GOAL>
Output the rows below word for word, from the line containing "of the arid" through the end of the rows, including both.

— begin RECORDS FOR THE EXERCISE —

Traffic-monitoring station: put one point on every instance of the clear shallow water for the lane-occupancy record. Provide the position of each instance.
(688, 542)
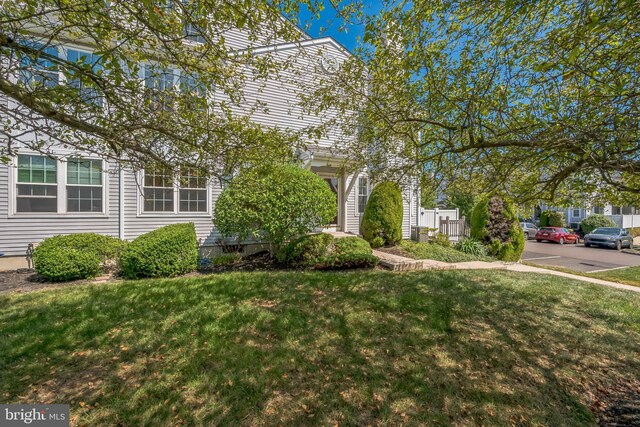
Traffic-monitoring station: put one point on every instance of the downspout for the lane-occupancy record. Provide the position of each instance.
(121, 202)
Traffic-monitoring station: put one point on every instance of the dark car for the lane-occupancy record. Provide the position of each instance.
(529, 229)
(610, 237)
(556, 234)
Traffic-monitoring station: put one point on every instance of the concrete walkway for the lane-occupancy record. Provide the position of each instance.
(400, 263)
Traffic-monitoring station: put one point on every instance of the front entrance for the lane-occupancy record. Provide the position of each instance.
(333, 184)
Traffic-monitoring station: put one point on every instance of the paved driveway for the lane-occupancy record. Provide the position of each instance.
(577, 257)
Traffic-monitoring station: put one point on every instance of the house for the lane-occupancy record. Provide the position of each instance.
(73, 193)
(624, 216)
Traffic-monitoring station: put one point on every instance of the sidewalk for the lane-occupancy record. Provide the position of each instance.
(400, 263)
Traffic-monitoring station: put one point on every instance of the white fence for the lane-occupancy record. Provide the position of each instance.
(430, 218)
(626, 221)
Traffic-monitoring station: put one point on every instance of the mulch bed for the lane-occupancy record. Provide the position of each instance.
(27, 280)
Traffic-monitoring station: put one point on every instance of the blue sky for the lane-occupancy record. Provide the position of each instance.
(329, 24)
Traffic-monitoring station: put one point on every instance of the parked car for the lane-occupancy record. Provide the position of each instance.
(529, 229)
(556, 234)
(611, 237)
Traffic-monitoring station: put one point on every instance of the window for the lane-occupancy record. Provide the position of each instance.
(158, 191)
(37, 188)
(40, 71)
(193, 191)
(88, 93)
(159, 83)
(84, 185)
(362, 194)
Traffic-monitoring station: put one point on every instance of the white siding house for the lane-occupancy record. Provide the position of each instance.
(41, 197)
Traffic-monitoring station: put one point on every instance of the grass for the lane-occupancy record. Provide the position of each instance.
(301, 348)
(626, 275)
(438, 253)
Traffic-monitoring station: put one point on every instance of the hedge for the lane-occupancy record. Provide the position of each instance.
(75, 256)
(166, 252)
(494, 222)
(382, 219)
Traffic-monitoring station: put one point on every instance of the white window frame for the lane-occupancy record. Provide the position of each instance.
(61, 181)
(176, 201)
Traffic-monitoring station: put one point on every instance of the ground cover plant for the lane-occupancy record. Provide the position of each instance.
(415, 250)
(299, 348)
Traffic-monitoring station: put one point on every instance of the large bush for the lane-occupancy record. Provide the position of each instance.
(323, 252)
(494, 222)
(75, 256)
(550, 218)
(382, 219)
(279, 203)
(166, 252)
(592, 222)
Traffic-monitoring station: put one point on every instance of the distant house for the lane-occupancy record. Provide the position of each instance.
(41, 197)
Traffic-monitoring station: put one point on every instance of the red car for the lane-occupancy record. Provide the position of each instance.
(556, 234)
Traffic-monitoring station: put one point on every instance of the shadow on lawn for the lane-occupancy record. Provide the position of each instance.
(321, 348)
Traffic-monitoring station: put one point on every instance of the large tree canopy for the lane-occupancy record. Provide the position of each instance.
(538, 99)
(145, 81)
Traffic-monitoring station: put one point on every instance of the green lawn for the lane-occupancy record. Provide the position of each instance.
(436, 252)
(300, 348)
(628, 275)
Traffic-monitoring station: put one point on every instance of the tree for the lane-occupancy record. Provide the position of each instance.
(541, 97)
(106, 101)
(274, 202)
(494, 222)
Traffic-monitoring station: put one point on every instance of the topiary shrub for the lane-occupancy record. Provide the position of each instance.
(471, 246)
(166, 252)
(594, 221)
(75, 256)
(352, 245)
(305, 250)
(550, 218)
(495, 224)
(382, 219)
(278, 202)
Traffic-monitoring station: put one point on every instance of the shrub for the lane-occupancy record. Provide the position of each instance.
(346, 261)
(471, 246)
(226, 259)
(277, 202)
(382, 219)
(168, 251)
(352, 245)
(75, 256)
(550, 218)
(495, 224)
(592, 222)
(305, 250)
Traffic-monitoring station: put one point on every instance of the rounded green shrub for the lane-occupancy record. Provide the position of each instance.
(592, 222)
(494, 223)
(471, 246)
(278, 203)
(550, 218)
(75, 256)
(382, 219)
(166, 252)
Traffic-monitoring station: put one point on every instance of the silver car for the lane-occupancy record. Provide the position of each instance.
(610, 237)
(529, 229)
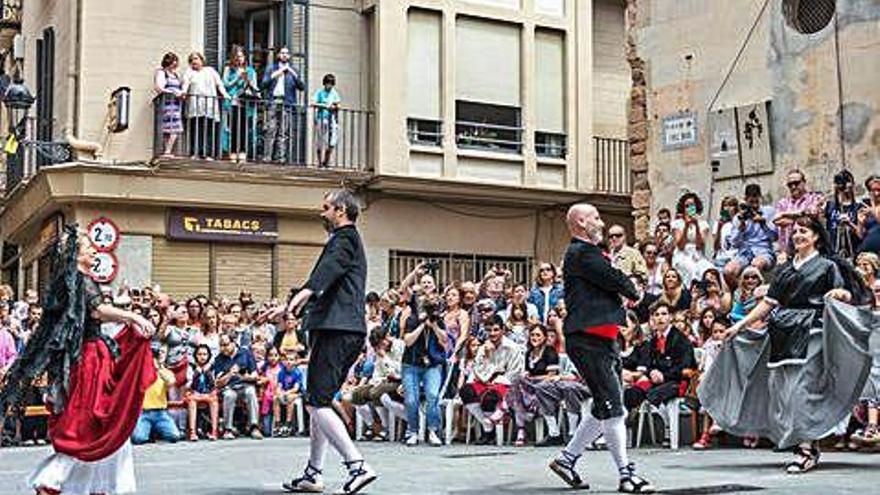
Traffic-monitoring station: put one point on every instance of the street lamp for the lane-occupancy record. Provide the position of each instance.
(18, 100)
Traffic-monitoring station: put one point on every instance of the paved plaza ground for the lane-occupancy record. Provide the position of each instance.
(251, 467)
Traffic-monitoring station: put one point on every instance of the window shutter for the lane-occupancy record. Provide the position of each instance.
(213, 32)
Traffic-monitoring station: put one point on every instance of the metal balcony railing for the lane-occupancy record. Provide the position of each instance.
(262, 131)
(612, 165)
(10, 14)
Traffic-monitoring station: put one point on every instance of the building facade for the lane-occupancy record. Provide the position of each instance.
(466, 127)
(735, 92)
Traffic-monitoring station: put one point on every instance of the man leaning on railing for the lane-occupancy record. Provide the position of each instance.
(280, 83)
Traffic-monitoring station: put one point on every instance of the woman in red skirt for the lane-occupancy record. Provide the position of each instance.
(96, 382)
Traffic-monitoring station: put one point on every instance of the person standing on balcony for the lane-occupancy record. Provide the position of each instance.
(327, 102)
(281, 82)
(201, 85)
(240, 80)
(169, 86)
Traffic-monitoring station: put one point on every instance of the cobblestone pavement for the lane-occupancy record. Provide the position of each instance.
(258, 467)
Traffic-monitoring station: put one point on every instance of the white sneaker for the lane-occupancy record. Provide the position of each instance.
(360, 474)
(433, 439)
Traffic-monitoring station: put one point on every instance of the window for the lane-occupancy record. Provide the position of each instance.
(488, 127)
(425, 123)
(809, 16)
(458, 267)
(550, 136)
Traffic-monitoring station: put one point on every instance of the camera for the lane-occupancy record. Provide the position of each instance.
(746, 211)
(429, 307)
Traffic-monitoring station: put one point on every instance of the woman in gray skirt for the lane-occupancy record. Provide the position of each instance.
(794, 382)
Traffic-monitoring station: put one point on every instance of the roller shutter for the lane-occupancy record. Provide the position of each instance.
(295, 262)
(240, 267)
(181, 268)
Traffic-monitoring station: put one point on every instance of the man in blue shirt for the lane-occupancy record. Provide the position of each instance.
(752, 236)
(236, 376)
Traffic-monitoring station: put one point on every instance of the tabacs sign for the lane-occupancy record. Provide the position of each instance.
(222, 226)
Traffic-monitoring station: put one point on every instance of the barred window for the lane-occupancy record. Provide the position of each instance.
(458, 267)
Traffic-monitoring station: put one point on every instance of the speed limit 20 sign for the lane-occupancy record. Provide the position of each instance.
(104, 234)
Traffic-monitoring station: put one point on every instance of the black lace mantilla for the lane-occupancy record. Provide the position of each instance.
(56, 345)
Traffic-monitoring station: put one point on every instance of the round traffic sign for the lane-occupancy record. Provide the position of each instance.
(104, 234)
(104, 268)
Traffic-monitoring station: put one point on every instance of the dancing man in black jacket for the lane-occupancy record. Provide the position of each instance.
(337, 332)
(593, 290)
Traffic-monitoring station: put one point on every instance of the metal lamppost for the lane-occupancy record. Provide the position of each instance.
(18, 100)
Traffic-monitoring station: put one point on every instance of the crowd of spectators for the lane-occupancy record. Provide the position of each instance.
(489, 352)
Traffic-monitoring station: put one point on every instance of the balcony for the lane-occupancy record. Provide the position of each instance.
(10, 16)
(263, 132)
(31, 154)
(612, 166)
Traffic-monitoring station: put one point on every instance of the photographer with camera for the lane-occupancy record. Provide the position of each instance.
(752, 236)
(424, 334)
(841, 216)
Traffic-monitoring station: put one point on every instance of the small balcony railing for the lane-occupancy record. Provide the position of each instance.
(261, 131)
(10, 14)
(612, 165)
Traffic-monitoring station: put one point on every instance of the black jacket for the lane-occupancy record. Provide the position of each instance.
(593, 288)
(677, 356)
(338, 281)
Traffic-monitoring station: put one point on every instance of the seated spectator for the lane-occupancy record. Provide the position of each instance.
(209, 331)
(674, 293)
(623, 256)
(691, 234)
(744, 299)
(546, 291)
(655, 266)
(517, 324)
(287, 340)
(386, 377)
(868, 265)
(790, 208)
(236, 377)
(710, 292)
(671, 354)
(288, 388)
(541, 363)
(665, 241)
(424, 335)
(390, 309)
(723, 230)
(268, 381)
(498, 362)
(752, 236)
(154, 418)
(711, 348)
(201, 391)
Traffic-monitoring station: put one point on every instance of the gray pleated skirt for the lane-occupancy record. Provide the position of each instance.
(795, 400)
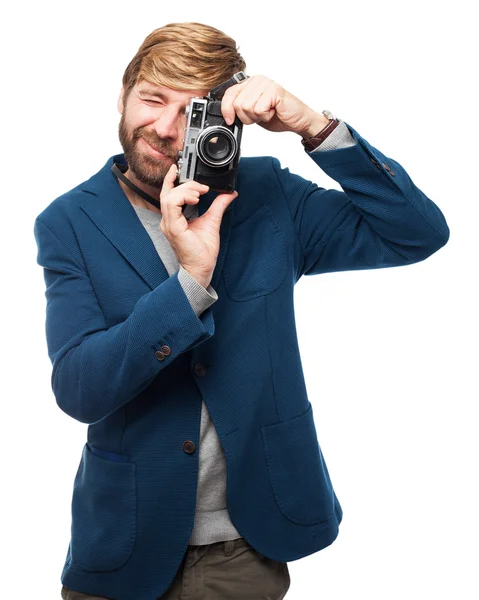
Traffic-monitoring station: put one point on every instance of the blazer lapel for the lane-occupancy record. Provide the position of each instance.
(115, 217)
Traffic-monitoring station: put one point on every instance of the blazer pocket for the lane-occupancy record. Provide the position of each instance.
(103, 511)
(298, 474)
(256, 261)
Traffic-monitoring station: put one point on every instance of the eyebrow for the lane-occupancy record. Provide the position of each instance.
(153, 93)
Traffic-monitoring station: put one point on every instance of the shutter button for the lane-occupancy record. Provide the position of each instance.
(200, 370)
(189, 447)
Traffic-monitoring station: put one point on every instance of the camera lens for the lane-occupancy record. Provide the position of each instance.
(217, 147)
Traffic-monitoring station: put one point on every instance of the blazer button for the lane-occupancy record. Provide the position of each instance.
(200, 370)
(189, 447)
(388, 168)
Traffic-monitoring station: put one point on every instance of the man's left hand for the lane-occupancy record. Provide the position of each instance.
(263, 101)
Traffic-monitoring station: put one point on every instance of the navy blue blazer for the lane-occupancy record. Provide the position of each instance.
(111, 305)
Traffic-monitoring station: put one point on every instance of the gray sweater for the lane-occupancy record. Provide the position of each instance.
(212, 521)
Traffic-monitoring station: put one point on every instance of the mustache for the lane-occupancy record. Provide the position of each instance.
(154, 141)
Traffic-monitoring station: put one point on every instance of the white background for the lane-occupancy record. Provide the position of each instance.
(390, 356)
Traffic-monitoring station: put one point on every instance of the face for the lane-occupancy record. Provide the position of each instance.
(152, 129)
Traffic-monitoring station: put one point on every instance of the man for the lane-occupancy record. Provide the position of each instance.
(172, 333)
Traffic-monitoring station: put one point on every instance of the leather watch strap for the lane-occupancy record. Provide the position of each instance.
(313, 142)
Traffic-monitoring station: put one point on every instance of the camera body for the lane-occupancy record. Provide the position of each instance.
(211, 150)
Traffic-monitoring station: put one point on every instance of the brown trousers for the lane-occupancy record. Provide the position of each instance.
(230, 569)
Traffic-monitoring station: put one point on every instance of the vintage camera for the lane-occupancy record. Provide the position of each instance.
(211, 150)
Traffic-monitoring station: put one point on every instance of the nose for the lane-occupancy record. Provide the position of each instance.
(169, 125)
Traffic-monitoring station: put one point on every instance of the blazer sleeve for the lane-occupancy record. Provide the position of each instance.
(380, 219)
(98, 369)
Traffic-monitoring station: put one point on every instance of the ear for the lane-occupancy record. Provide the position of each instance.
(120, 101)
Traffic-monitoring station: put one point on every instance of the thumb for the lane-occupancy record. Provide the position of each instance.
(170, 178)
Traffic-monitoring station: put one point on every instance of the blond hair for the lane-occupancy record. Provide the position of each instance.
(185, 57)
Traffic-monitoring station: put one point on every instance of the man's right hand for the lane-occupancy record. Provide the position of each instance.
(196, 243)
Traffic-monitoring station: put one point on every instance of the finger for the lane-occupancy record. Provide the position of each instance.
(246, 103)
(169, 180)
(240, 97)
(228, 99)
(201, 188)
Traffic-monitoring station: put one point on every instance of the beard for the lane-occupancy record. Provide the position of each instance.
(146, 168)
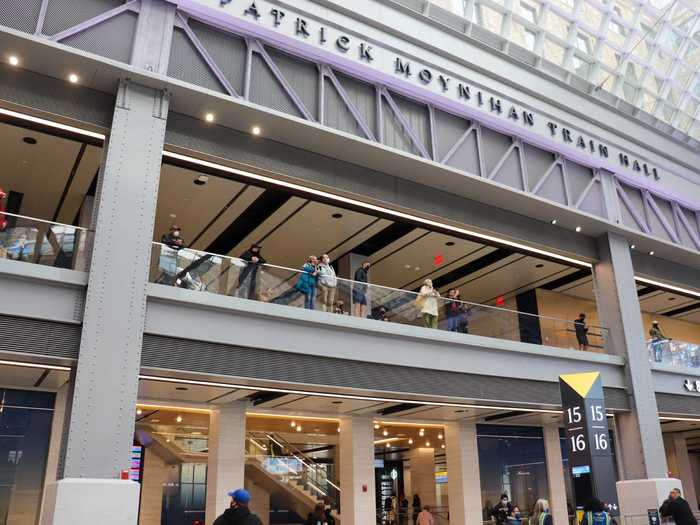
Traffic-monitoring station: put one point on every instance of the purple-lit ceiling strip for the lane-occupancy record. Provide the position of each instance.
(225, 21)
(131, 5)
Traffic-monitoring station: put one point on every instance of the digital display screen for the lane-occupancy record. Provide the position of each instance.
(578, 471)
(136, 463)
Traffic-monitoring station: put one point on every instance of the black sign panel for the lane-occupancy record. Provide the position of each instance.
(588, 439)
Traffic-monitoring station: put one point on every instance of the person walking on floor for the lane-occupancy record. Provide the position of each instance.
(425, 517)
(581, 332)
(359, 290)
(416, 504)
(502, 510)
(677, 508)
(327, 282)
(238, 513)
(247, 279)
(594, 513)
(540, 514)
(305, 285)
(427, 303)
(658, 339)
(317, 517)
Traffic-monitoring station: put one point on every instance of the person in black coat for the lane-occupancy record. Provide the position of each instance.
(677, 508)
(238, 513)
(249, 273)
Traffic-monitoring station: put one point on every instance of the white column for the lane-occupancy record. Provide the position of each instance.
(464, 481)
(60, 408)
(684, 471)
(226, 466)
(357, 506)
(423, 474)
(555, 473)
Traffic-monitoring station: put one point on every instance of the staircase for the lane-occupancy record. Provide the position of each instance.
(279, 466)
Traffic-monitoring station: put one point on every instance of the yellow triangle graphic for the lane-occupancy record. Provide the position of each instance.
(581, 383)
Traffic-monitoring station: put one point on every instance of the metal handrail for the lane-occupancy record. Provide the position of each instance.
(242, 262)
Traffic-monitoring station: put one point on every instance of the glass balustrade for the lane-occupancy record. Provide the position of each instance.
(674, 353)
(47, 243)
(202, 271)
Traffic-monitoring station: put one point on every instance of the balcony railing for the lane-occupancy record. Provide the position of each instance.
(674, 353)
(42, 242)
(197, 270)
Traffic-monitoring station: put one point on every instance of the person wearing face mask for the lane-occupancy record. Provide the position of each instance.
(502, 510)
(249, 274)
(327, 282)
(238, 513)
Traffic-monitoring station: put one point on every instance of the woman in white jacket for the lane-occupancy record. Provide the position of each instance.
(328, 283)
(427, 301)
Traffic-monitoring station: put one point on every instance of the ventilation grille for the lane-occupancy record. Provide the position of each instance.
(212, 358)
(37, 337)
(22, 16)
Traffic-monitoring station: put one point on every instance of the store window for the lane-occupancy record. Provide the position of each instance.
(25, 420)
(511, 461)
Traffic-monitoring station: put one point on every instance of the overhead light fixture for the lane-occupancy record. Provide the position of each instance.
(373, 207)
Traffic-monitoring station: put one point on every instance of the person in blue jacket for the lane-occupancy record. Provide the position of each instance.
(306, 285)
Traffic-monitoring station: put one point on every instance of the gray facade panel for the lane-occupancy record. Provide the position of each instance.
(675, 404)
(37, 337)
(55, 96)
(268, 365)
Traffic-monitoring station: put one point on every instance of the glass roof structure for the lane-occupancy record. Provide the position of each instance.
(645, 52)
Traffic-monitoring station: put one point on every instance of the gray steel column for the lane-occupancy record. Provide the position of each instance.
(618, 306)
(106, 382)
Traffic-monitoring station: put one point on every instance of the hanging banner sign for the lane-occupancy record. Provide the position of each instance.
(588, 440)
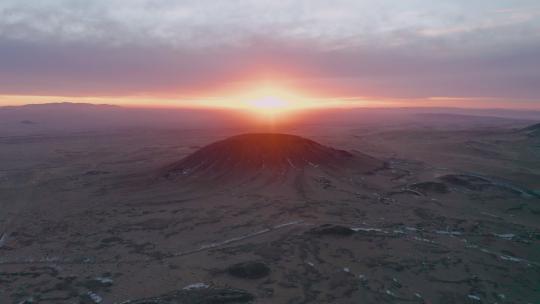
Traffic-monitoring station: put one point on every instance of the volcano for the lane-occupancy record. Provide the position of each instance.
(267, 153)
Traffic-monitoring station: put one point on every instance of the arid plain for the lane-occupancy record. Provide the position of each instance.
(383, 206)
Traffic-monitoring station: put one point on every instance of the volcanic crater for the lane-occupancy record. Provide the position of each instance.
(272, 153)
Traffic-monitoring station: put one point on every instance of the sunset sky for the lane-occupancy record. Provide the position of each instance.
(481, 53)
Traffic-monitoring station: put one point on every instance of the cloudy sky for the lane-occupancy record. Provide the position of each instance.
(446, 52)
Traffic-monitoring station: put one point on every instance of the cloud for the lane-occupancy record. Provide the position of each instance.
(410, 48)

— end RECORDS FOR THE EXERCISE —

ANSWER TO THE PROBLEM>
Traffic-monitoring station: put one point on every instance of the arid plain for the lane-occupancy record. Provide the position of each instance.
(383, 206)
Traffic-monitoring station: put one point on every instance of the volcanic crater for the lane-occupancy record. Provide the position of each instance.
(272, 153)
Traffic-monitoring station: put one point on every instance of the sunset sky for the lane-occupancy record. Provide the position of each instance.
(481, 53)
Traffic-monitoring station: put one point on every instance of the cloudy sky for the lane-occupancy record. Provide the position of each instance.
(446, 52)
Traffic-monitoring station: put one point on every instance of the cloud for the lane-occupancy record. Provide the position of each instance.
(410, 48)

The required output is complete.